• ASSIGNMENT: Where in the data below does the word "flower" appear? Copy every line that has it.

• EXTRACTED ENTRIES:

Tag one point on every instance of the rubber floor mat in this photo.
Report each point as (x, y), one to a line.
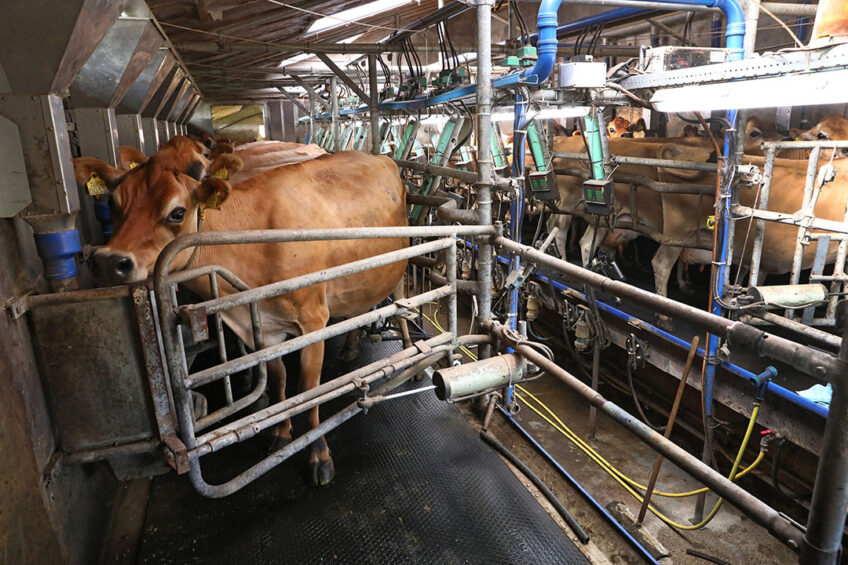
(414, 484)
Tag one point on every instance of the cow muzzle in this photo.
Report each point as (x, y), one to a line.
(111, 267)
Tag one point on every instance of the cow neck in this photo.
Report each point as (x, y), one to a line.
(200, 213)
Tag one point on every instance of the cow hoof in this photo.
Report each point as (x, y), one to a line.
(349, 354)
(321, 473)
(665, 323)
(278, 443)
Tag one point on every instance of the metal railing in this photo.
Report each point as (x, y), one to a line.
(194, 317)
(810, 229)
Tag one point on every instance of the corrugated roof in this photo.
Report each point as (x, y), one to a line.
(245, 75)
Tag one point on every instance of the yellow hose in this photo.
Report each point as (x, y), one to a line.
(626, 482)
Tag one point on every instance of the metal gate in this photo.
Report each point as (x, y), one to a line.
(204, 435)
(811, 230)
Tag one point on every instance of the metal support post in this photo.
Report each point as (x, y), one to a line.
(164, 134)
(374, 102)
(334, 104)
(823, 539)
(130, 131)
(43, 137)
(485, 167)
(150, 131)
(97, 131)
(274, 127)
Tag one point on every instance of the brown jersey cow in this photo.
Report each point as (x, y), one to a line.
(159, 200)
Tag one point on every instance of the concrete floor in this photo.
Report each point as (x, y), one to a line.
(730, 536)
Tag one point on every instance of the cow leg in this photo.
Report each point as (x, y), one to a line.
(320, 467)
(563, 223)
(353, 340)
(399, 293)
(281, 433)
(683, 278)
(662, 263)
(593, 235)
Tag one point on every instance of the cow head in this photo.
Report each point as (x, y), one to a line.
(757, 131)
(618, 126)
(830, 128)
(153, 204)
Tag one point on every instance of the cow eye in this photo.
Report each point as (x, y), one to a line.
(176, 216)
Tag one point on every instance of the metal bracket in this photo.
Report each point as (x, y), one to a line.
(176, 454)
(196, 319)
(750, 174)
(17, 306)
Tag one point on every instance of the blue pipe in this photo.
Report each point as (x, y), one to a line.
(715, 31)
(577, 486)
(733, 369)
(57, 251)
(104, 216)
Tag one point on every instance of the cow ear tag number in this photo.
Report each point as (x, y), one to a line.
(96, 186)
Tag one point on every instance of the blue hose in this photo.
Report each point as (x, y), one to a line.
(589, 498)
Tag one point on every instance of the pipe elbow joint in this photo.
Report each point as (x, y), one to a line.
(761, 381)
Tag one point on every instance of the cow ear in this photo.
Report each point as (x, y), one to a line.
(196, 170)
(211, 193)
(96, 176)
(226, 165)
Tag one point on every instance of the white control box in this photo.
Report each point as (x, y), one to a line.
(582, 75)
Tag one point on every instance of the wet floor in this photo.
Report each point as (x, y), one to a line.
(730, 536)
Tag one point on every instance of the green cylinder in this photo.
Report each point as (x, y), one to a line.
(471, 378)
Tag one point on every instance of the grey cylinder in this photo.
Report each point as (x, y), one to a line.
(463, 380)
(790, 295)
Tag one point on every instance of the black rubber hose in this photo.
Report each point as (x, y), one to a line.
(639, 404)
(519, 464)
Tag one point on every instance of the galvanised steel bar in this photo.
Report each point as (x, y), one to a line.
(374, 103)
(102, 453)
(804, 144)
(655, 185)
(760, 229)
(823, 338)
(400, 361)
(334, 108)
(435, 170)
(274, 459)
(789, 220)
(485, 166)
(275, 351)
(624, 160)
(823, 538)
(747, 338)
(216, 305)
(779, 526)
(253, 424)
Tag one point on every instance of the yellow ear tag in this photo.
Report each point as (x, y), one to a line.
(212, 202)
(96, 186)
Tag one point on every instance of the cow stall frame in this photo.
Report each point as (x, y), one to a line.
(195, 316)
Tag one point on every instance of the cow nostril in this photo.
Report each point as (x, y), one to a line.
(123, 266)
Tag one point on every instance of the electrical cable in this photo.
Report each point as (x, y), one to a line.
(638, 404)
(623, 480)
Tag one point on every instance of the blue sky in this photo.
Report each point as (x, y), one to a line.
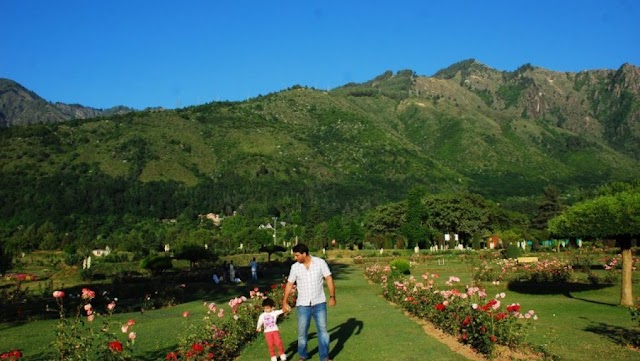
(145, 53)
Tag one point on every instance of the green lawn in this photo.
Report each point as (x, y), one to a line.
(363, 325)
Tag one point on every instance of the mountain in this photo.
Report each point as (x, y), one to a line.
(503, 135)
(20, 106)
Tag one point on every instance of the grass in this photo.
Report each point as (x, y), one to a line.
(362, 323)
(576, 321)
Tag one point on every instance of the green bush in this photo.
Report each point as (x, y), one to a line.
(513, 251)
(156, 264)
(400, 266)
(72, 259)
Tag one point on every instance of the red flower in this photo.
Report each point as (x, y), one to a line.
(88, 294)
(15, 353)
(115, 346)
(11, 355)
(513, 308)
(501, 315)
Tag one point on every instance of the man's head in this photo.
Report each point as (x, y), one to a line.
(300, 252)
(268, 304)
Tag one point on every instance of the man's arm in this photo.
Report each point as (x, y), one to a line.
(285, 299)
(332, 290)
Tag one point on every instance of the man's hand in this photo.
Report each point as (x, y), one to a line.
(286, 308)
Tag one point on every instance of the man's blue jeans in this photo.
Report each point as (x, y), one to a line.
(319, 314)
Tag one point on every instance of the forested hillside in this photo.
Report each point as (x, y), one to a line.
(319, 160)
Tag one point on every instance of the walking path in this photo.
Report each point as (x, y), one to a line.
(363, 326)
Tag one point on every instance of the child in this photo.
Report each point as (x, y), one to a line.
(268, 318)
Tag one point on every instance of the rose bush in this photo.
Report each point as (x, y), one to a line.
(78, 338)
(220, 336)
(469, 314)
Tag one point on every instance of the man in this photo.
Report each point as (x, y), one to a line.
(308, 273)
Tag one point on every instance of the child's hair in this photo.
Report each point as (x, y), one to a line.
(268, 302)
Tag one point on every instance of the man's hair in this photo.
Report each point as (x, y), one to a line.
(301, 248)
(268, 302)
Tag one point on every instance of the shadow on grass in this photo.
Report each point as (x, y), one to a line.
(561, 288)
(619, 335)
(552, 288)
(340, 334)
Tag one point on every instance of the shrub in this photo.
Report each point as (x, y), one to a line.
(72, 259)
(156, 264)
(513, 251)
(400, 266)
(478, 321)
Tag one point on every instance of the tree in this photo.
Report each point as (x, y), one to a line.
(548, 208)
(194, 253)
(386, 219)
(415, 229)
(5, 259)
(460, 213)
(271, 249)
(611, 216)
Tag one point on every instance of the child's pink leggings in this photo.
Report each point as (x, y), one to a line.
(273, 339)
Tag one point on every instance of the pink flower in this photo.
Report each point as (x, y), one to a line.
(115, 346)
(87, 294)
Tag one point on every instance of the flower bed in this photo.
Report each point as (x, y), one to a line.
(507, 270)
(470, 315)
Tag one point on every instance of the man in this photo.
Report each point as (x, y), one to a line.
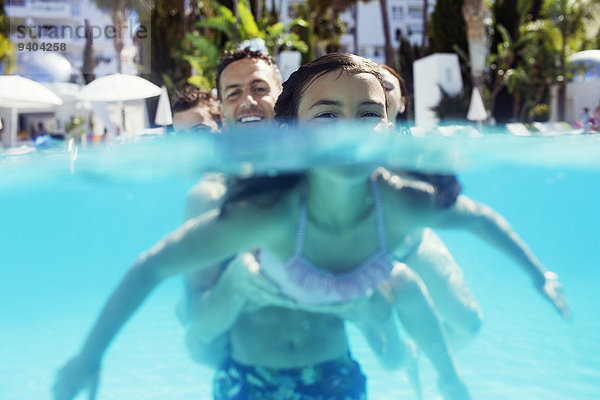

• FINISHED EXERCISE:
Tag one point on every instance of the red flower in this photo.
Tag one point on every instance of the pink flower in this photo.
Tag one point on every instance of the flower bed in this photo.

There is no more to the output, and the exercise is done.